→ **TASK ITEM A**: According to the built-to-rent housing article, how much are investors expected to put into new built-to-rent developments between 2022 and 2024?
→ **TASK ITEM B**: Do these statements agree with the built-to-rent housing article? Answer yes or no for each and quote the deciding words. (i) Built-to-rent developments are made up of single-family homes. (ii) Built-to-rent subdivisions are mostly located in city centers. (iii) Built-to-rent production is forecast to triple by 2024.
→ **TASK ITEM C**: Can you write the next part of the built-to-rent housing article, starting after its final sentence?

→ **SOURCE DOCUMENT**:

——————

Built-to-Rent Housing Remains an Intuitive Solution for Young Professionals

Rapid change is a constant in the real estate market, and it can be challenging to know which trends are going to withstand the test of time. One surefire way to determine whether a real estate movement is legitimate is by watching Wall Street activity. Lots of investors are looking at built-to-rent housing development.

Increases in investment and changing market conditions are creating the perfect environment for built-to-rent housing to explode over the next few years as it becomes a common stop on the journey to homeownership for many consumers. This trend really makes a lot of sense.

Between 2022 and 2024, investors are expected to put nearly $40 billion into new built-to-rent developments. As a result, production is forecasted to double — from 100,000 new homes per year to well over 200,000 new homes per year by 2024. Despite this rapid growth, there is still not nearly enough supply to meet the demand, which means there is still a prime investment opportunity.

Built-to-rent housing developments consist of single-family homes that are built to serve as rental units. These subdivisions are often found in the suburbs, and much like an apartment building, they are managed and maintained by a property management group. Many include landscaping services, so you can enjoy a yard without worrying about maintenance. Some plans also include amenities such as centralized fitness centers and swimming pools. 

The concept is ideal for young professionals who are ready for more space but are struggling with the affordability of homeownership in today’s market — a problem that is unlikely to resolve any time in the next 5 years.

These affordability challenges are what are really fueling demand and growth in the built-to-rent market. As home prices continue to see unprecedented growth and inflation continues to weigh on household incomes, it’s becoming increasingly difficult for Millennials to fund home purchases during the prime family-building years.

——————

→ **SOURCE INFORMATION**:
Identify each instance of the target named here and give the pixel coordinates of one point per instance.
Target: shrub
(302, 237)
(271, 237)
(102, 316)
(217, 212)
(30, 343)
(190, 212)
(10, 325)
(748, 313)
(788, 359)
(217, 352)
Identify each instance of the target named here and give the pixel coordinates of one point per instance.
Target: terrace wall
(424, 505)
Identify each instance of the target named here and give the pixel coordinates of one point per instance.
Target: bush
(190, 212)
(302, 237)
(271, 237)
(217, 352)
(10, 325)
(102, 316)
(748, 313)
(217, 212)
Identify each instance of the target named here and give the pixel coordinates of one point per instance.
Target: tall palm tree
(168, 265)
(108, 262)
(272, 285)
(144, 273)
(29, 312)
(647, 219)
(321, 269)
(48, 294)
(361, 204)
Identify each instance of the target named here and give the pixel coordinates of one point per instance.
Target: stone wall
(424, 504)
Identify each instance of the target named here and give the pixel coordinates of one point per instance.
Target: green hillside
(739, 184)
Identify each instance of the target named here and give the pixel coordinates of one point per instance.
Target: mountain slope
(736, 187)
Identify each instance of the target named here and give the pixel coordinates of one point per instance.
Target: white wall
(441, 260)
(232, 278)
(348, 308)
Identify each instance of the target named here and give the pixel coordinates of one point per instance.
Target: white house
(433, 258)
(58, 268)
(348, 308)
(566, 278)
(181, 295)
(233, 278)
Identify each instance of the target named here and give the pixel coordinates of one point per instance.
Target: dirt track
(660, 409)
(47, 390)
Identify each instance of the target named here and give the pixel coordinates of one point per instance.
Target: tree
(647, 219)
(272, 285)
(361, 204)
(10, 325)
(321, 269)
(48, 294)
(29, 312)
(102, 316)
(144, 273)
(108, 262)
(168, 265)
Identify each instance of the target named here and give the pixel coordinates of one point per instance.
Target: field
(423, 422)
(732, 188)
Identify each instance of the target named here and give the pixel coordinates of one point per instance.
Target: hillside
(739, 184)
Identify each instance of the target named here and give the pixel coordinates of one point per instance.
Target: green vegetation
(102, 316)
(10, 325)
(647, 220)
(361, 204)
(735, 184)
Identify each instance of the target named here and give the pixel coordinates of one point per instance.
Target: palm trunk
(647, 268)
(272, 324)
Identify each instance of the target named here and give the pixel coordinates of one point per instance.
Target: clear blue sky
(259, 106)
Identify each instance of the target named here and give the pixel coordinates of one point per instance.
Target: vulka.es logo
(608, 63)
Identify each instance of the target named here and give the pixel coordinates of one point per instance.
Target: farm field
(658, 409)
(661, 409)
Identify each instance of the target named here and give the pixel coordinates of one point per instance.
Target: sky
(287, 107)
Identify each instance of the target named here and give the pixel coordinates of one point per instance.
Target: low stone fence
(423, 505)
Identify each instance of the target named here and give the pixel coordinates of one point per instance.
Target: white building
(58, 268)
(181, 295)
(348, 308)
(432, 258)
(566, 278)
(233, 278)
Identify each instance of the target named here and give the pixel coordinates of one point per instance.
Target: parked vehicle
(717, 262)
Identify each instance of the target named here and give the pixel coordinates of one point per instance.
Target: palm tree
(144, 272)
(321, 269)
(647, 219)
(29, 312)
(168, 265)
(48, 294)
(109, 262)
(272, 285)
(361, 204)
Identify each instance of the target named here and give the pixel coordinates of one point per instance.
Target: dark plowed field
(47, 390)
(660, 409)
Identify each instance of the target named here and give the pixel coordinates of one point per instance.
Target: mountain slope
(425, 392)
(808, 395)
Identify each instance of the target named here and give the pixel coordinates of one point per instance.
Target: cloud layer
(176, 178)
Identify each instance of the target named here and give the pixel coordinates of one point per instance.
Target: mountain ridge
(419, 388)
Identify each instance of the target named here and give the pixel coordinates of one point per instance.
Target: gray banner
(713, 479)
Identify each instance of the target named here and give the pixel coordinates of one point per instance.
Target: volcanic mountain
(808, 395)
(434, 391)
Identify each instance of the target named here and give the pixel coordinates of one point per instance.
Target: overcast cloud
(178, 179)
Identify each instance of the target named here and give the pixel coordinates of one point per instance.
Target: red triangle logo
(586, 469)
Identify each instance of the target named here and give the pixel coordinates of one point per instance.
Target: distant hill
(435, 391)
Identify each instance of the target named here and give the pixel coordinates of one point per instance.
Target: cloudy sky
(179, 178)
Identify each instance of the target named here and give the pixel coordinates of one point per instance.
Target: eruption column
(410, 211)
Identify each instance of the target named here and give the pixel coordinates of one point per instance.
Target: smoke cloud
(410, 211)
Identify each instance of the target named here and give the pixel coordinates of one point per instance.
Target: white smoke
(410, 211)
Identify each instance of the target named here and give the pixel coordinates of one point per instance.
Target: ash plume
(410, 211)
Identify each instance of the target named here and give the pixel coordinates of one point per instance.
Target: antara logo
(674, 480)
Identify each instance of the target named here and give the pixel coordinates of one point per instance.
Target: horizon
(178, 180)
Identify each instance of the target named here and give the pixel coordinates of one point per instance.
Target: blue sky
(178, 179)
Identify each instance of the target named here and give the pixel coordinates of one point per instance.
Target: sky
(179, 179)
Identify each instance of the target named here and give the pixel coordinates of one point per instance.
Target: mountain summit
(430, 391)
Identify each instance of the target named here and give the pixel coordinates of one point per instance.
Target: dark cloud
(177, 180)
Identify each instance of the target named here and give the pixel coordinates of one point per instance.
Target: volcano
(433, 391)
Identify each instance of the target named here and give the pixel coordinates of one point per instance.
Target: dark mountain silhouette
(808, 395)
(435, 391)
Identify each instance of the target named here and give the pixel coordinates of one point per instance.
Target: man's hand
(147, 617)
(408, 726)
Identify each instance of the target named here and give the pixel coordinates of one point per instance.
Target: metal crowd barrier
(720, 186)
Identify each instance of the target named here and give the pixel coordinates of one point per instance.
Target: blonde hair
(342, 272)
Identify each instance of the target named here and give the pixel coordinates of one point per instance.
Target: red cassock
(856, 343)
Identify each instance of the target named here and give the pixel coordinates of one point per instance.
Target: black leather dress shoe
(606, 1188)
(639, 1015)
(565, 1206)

——————

→ **EXERCISE RESPONSE A**: Nearly $40 billion.

→ **EXERCISE RESPONSE B**:
(i) Yes: "Built-to-rent housing developments consist of single-family homes that are built to serve as rental units."
(ii) No: "These subdivisions are often found in the suburbs"
(iii) No: "production is forecasted to double"

→ **EXERCISE RESPONSE C**:
As this population is desperately seeking more space, a nice backyard, a good school district, and a suburban lifestyle, many are still swimming in student loan debt. Despite recent record wage growth, income still drastically trails year-over-year increases in home values. As a result, renting remains the only option for so many. However, they want to rent in those areas with quality school districts, nice restaurants, recreation options, and entertainment. 

This is where built-to-rent housing adds tremendous value, and where developers and investors should pay attention. This solution truly meets the needs of the Millennial population as they begin to migrate away from the urban centers in search of security, stability, and community. 

It also seems increasingly likely that Millennials with stable incomes will be more willing to pay 20% over the market price for a brand-new home rental as opposed to funding a new home purchase. Built-to-rent housing is also much more suited to long-term renters, so the turnover rate is likely to be much smaller than a traditional apartment unit. Not to mention rental demand is incredibly high and rental vacancies are at a 25-year low.

Homebuyers between the ages of 25 and 40 are in for a few years of macroeconomic volatility and Pandemic-induced market conditions have exacerbated the affordability crisis in America. These factors will continue to challenge the traditional path to homeownership by creating the need for an additional stepping-stone that offers consumers the space and amenities they need to grow and thrive, while they continue to save for a new property.

The demand for built-to-rent housing isn’t going to slow down anytime soon.